IN THE HIGH COURT OF FIJI AT SUVA
CIVIL JURISDICTION


Civil Action No. HBC 107 of 2009


BETWEEN:


ATUNAISA LACABUKA RASOKI
PLAINTIFF


AND:


THE ATTORNEY-GENERAL OF FIJI or STATES OR GOVERNOR; LANDS MINISTER or CHIEF SURVEYOR or REGISTRAR
FIRST DEFENDANT


AND:


NATIVE RESERVE COMMISSION, NATIVE LAND TRUST BOARD, FIJI MUSEUM
SECOND DEFENDANT


AND:


SALESI TEMO
THIRD DEFENDANT


Before : Hon. Justice Kamal Kumar


Counsel : Plaintiff/Applicant in Person

Mr A. Pratap for First Defendant/Respondent

Mr L. Komaitai for Firstnamed and Secondnamed Second Defendants/Respondents

Mr J. Apted for Thirdnamed Second Defendant/Respondent

N/A for 3rd Defendant/Respondent


DATE OF JUDGMENT : 24 June, 2014


JUDGMENT
(Application for Leave to Appeal out of Time)


1.0 Introduction


1.1 On 23 May 2013, Plaintiff filed Notice of Motion dated 9 April 2013 for Special Leave to Appeal at High Court which Motion was returnable on June 2013.


1.2 On 19 June 2013, Plaintiff appeared in person when it was revealed that he failed to serve the motion on the Defendants and as such this Court directed Plaintiff to serve the documents on the Defendants and Motion was adjourned to 27 June 2013.


1.3 On 27 June 2013, Plaintiff and Counsel for first and third named Second Defendants appeared and at Plaintiff's request for further time was allowed for service of the documents on the Defendants and Motion was adjourned to 31 October 2013.


1.4 On 31 July 2013, Plaintiff, Counsel for First Defendant and Thirdnamed Second Defendant were granted fourteen days to file Submission and this matter was adjourned for Ruling on Notice.


2.0 Notice of Motion Dated 9 April 2013 and Filed on 23 May 2013


2.1 The Orders sought by the Plaintiff are ambiguous as it does not clearly stipulate as to what Orders Plaintiff is seeking.


2.2 It appears though that the Plaintiff is seeking Leave to Appeal out of Time the decision of his Lordship Justice Calanchini delivered on 12 February 2010 and 19 July 2010 and Master Amaratunga (as he then was) decision of 15 February 2013.


2.3 On 12 February 2010, and 19 July 2010 his Lordship Justice Calanchini struck out the Plaintiff's Originating Summons against First Defendant, Thirdnamed and Second named Second Defendants, respectively.


2.4 On 15 February 2013, Master Amaratunga (as he then was) struck out the Originating Summons against Firstnamed Second Defendant.
☆ ☆ ☆
What you need to do: Carry the Fiji High Court judgment forward in its own style and numbering, beginning after paragraph 2.4. The data that comes next is a separate set of material and has no connection to the judgment above.

Data segment:
☆ ☆ ☆
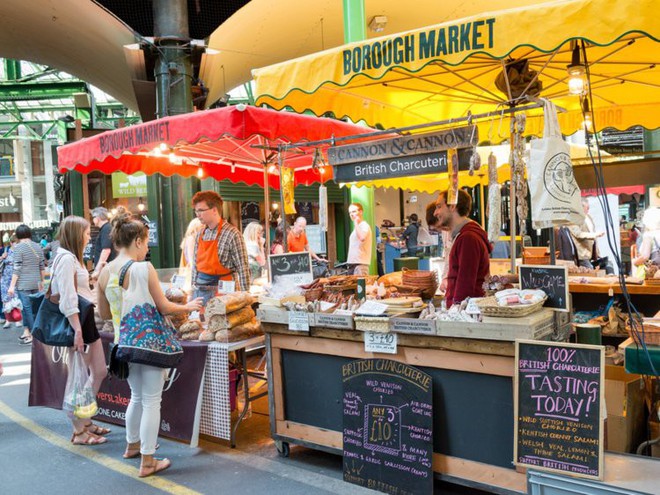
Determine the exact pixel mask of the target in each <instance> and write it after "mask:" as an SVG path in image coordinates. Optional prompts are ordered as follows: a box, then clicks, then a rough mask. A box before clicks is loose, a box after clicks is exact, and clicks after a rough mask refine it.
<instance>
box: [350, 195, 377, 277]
mask: <svg viewBox="0 0 660 495" xmlns="http://www.w3.org/2000/svg"><path fill="white" fill-rule="evenodd" d="M348 214H349V216H350V217H351V221H352V222H353V232H351V235H350V237H349V238H348V256H347V258H346V262H347V263H348V264H349V265H352V268H353V274H354V275H369V265H370V264H371V243H372V242H373V240H372V234H371V227H370V226H369V224H368V223H367V222H365V221H364V218H363V217H364V209H363V208H362V205H361V204H360V203H351V204H350V205H349V206H348Z"/></svg>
☆ ☆ ☆
The answer:
3.0 Striking Out Of Originating Summons Against First Defendants, Thirdnamed and Secondnamed Second Defendants


3.1 Rule 16 of the Court of Appeal Rules provide:-


"16. Subject to the provisions of this rule, every notice of appeal shall be filed and served under paragraph (4) of rule 15 within the following period (calculated from the date on which the judgment or order of the Court below was signed, entered or otherwise perfected), that is to say-


(a) in the case of an appeal from an interlocutory order, 21 days;


(b) in any other case, 6 weeks."


3.2 The time for appealing will depend on whether the decision by his Lordship Justice Calanchini is interlocutory or final.


3.3 The Full Court of Court of Appeal in Woodstock Homes (Fiji) Ltd v. Rajesh [2008] FJCA 104 in dealing with appeal from decision to dismiss application to set aside default judgment considered the issue as to when a judgment is interlocutory.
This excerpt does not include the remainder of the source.